• _Extracted text_:
━━━
Well, yours truly *I'm talking about me, for the perputually confused* was reviewed the other day on Diary Reviews.

I recieved a 84 out of 100, which I personally think I could have gotten higher if wasn't for my shit for spelling and horrible grammar.

Yeah I know, I suck, I've learned to live with it.

For my layout, they seem to really dig the new look of this here diary. Now, not to get all ego driven here, but let me whip that bad boy out right about now.

*lets his drooling, crazed ego out of its cage, clutching the leash desperately to keep it at bay*

DOWN BOY! BAD EGO! BAD, BAD EGO!!!

anyways........

I'm personally really proud of the look of my lay out, it looks sleek in a very Blade Runner kind of way. Yes I did get some help from Gawain on the tables, and yes he has helped me numerous times in the past, but majority of the HTML coding was my work, and all the images where mine *well, not all the banners in my links, but you get my point.*

Now, about the content of my page, let me point out a few key things they said about moi....
━━━
• _Tasks for this exercise_:
• a. Check each statement against the diary post and answer yes or no, quoting the words of the post that decide it: (i) The writer got a score of 84 out of 100. (ii) Gawain did most of the HTML coding for the layout. (iii) The writer compares the look of the layout to Blade Runner.
• b. In the diary post, who helped the writer with the tables?
━━━
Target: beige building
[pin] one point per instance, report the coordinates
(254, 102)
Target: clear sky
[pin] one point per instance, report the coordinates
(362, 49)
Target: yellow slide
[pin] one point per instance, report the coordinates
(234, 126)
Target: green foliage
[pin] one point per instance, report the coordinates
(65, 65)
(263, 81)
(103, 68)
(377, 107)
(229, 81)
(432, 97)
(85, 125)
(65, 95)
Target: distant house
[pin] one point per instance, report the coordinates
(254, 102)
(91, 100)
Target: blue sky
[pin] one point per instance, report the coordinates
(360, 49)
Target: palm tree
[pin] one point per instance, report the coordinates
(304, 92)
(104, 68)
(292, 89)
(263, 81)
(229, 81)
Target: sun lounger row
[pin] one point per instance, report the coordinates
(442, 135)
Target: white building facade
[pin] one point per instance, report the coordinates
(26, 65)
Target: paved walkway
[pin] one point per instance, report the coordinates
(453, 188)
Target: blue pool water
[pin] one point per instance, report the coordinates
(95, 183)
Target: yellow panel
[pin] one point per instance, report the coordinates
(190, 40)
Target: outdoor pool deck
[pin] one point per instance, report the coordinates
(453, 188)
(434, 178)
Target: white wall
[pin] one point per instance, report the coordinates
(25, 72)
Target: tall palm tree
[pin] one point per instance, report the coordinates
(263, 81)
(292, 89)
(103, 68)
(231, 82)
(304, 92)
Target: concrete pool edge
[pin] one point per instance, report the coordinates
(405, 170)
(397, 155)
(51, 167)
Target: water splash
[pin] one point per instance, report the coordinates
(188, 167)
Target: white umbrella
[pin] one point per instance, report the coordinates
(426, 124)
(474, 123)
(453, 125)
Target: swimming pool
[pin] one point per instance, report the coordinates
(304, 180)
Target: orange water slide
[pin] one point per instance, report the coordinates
━━━
• _Answers for the exercise_:
• a.
(i) Yes: "I recieved a 84 out of 100"
(ii) No: "majority of the HTML coding was my work"
(iii) Yes: "it looks sleek in a very Blade Runner kind of way"

• b. Gawain